## Required work
According to the text on diarrhea below, which four foods make up the BRAT diet?

## Selected excerpt

◆ ◆ ◆

Common causes of secretory diarrhea may include:

  • Viral or bacterial infections: Common culprits include the norovirus, rotavirus, and bacteria like Salmonella or E. coli.

  • Foodborne illnesses: Consuming contaminated (bacterial infection) food or water can lead to diarrhea.

  • Medications: Certain medications, such as antibiotics, can disrupt the balance of gut bacteria and cause diarrhea as a side effect.

  • Hormone prodcing tumors

  • Exessive prostaglandin production

  • Excessive amounts of bile acids or unabsorbed fatty acids in the colon

  • Symptom from gastro intestinal disease: Conditions like inflammatory bowel disease (IBD), or celiac disease can cause chronic diarrhea, or acquired immune deficiency syndrome.

 

Symptoms of Diarrhea:

Common symptoms of diarrhea may include:

  • Frequent, loose, or watery stools
  • Abdominal cramps or pain
  • Bloating or gas
  • Nausea or vomiting
  • Dehydration (symptoms may include increased thirst, dry mouth, fatigue, or dizziness)

 

Treatment of Diarrhea

Antibiotics will be used to treat diarrhea of infectious origin (bacteria). Other medications work to either decrease motility or to thicken consistency of the stool.

 

Other Tips for Managing Diarrhea that is not bacterial:

  • Stay Hydrated: Diarrhea can lead to dehydration, so it's important to drink plenty of fluids. Water, clear broths, herbal teas, and electrolyte-rich beverages like sports drinks or coconut water can help replenish lost fluids and electrolytes.

  • Follow the BRAT Diet: The BRAT diet consists of bananas, rice, applesauce, and toast. These foods are gentle on the stomach and can help firm up stools.

  • Avoid Trigger Foods: Identify and avoid foods that may worsen your diarrhea. Common triggers include spicy or greasy foods, caffeine, alcohol, simple sugars, sugar alcohols, and high-fiber foods and gas producing foods (such as nuts, beans, corn, broccoli, cabbage or cauliflower.

◆ ◆ ◆

## Records provided
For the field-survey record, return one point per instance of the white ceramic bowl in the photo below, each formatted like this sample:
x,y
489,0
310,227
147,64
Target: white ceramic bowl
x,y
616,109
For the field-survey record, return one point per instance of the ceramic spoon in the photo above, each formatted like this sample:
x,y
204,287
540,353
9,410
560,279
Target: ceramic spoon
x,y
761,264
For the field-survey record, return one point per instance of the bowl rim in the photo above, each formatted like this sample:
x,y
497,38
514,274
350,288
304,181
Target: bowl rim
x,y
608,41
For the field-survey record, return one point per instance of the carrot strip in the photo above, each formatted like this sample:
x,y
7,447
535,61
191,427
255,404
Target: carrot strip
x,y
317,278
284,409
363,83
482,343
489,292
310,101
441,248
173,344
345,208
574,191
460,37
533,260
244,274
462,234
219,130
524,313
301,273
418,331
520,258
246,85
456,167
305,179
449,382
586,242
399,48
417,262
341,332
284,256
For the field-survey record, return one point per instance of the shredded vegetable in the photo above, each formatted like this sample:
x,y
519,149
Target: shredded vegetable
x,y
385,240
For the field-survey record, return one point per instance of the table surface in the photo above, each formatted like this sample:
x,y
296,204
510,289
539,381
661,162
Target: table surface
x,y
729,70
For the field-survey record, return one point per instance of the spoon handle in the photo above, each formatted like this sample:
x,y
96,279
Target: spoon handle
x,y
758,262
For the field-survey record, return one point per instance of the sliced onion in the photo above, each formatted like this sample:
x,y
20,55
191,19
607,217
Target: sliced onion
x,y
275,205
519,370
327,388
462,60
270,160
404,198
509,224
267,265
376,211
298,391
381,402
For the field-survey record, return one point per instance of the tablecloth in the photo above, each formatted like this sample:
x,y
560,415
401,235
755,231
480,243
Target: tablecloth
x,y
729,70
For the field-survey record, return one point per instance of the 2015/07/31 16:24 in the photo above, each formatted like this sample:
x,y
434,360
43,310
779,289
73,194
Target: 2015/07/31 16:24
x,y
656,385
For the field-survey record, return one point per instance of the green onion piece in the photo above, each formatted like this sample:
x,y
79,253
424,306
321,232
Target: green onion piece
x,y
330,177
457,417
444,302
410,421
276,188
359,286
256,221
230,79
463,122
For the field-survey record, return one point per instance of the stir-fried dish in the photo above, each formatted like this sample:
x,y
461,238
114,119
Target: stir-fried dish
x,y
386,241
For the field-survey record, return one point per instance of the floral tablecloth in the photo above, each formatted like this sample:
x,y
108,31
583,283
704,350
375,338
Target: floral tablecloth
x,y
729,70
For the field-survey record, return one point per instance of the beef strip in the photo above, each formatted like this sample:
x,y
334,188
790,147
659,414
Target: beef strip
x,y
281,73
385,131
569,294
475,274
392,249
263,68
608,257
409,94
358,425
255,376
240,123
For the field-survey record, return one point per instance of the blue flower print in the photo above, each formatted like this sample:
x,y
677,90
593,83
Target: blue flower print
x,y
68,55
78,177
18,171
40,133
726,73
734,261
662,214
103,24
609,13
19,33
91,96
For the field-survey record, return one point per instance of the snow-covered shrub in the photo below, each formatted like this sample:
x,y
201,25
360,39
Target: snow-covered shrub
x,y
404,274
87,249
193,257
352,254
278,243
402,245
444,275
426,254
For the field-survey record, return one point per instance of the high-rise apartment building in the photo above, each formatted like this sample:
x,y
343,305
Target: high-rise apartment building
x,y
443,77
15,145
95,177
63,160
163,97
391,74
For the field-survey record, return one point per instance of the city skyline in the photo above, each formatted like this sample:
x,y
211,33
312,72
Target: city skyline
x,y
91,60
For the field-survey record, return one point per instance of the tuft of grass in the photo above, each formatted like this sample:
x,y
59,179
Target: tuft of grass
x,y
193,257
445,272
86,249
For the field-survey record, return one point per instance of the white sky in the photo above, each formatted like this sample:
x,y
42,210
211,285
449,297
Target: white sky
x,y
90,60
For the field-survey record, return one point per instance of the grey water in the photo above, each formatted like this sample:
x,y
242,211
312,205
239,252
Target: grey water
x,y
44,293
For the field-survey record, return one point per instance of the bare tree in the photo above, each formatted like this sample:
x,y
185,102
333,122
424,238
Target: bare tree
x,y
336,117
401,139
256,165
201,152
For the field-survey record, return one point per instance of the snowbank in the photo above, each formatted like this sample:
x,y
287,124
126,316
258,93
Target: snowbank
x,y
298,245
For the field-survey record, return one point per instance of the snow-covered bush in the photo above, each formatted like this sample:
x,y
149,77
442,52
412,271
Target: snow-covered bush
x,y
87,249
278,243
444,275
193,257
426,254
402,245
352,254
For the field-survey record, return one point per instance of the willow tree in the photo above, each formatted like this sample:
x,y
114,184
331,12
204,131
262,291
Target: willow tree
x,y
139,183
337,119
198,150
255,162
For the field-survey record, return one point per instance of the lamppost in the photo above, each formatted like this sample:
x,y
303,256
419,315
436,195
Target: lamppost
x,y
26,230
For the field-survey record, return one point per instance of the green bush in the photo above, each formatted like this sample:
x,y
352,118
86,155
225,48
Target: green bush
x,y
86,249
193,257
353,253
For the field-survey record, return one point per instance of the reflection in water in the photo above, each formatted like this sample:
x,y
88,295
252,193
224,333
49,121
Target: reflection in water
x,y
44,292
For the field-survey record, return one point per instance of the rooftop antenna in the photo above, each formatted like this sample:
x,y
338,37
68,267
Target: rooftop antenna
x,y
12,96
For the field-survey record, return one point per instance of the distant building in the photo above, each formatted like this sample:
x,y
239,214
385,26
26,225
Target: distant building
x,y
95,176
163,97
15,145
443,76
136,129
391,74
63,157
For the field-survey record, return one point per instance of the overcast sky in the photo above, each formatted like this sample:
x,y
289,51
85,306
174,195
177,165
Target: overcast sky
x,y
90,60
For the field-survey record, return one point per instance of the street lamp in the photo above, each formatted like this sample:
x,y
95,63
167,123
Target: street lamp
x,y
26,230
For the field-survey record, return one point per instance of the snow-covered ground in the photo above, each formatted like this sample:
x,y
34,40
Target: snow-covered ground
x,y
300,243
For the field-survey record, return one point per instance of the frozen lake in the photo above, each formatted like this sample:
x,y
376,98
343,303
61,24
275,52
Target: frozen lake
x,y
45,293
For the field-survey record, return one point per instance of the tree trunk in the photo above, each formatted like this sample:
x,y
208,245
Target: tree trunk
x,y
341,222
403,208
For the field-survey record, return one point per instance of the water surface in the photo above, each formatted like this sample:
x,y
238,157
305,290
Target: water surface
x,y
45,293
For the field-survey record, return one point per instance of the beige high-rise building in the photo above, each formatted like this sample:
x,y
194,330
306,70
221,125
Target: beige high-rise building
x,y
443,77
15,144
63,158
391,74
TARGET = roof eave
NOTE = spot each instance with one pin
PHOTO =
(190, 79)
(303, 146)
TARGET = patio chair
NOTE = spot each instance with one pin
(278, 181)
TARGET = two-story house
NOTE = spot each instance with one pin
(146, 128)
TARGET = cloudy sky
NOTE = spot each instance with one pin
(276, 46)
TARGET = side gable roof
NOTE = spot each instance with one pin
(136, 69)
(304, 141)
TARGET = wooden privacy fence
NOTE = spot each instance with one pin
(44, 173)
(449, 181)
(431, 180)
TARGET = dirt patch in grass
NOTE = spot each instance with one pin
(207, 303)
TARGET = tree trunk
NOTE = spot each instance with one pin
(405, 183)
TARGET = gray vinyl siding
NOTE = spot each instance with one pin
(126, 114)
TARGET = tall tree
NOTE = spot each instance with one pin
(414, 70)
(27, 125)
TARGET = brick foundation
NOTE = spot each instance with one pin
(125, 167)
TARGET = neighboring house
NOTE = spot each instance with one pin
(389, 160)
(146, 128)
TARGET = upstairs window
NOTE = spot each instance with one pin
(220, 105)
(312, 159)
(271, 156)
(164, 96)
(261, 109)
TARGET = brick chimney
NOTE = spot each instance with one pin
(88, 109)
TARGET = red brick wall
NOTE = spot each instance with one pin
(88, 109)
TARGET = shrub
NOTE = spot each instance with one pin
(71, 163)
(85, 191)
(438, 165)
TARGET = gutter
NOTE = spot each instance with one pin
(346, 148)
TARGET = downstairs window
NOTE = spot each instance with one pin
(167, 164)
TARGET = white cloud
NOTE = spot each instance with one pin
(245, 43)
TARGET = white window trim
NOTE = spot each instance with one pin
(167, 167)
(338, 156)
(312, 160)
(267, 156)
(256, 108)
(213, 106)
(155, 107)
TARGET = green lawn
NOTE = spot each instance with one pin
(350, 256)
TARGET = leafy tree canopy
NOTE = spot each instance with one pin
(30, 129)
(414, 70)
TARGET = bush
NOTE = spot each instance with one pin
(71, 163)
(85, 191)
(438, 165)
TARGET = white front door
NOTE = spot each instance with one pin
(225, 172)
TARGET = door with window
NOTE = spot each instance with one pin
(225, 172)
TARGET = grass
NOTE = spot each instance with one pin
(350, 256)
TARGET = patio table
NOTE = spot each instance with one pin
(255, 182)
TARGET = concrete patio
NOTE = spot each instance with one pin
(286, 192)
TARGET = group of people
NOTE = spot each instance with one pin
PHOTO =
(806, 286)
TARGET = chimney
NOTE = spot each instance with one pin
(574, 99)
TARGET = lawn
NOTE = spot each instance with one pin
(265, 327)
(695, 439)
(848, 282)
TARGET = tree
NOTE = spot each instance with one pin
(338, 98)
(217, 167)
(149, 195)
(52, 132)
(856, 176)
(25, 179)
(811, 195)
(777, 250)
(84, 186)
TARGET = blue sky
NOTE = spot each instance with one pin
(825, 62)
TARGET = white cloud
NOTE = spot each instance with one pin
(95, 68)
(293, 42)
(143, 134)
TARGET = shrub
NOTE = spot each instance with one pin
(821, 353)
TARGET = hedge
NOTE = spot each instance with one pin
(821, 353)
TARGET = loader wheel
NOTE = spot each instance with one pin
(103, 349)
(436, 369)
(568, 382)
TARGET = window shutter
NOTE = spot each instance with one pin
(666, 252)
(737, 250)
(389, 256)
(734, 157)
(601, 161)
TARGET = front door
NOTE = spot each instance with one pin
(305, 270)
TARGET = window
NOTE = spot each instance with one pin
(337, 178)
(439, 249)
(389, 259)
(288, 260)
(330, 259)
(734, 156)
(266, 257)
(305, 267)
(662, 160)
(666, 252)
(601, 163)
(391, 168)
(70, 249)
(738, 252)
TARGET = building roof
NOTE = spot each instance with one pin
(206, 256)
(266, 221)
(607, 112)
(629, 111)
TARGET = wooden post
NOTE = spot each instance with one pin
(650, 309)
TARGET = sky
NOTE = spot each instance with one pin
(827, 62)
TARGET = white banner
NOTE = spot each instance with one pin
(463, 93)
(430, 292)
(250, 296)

◆ ◆ ◆

## Response to this exercise
Bananas, rice, applesauce, and toast.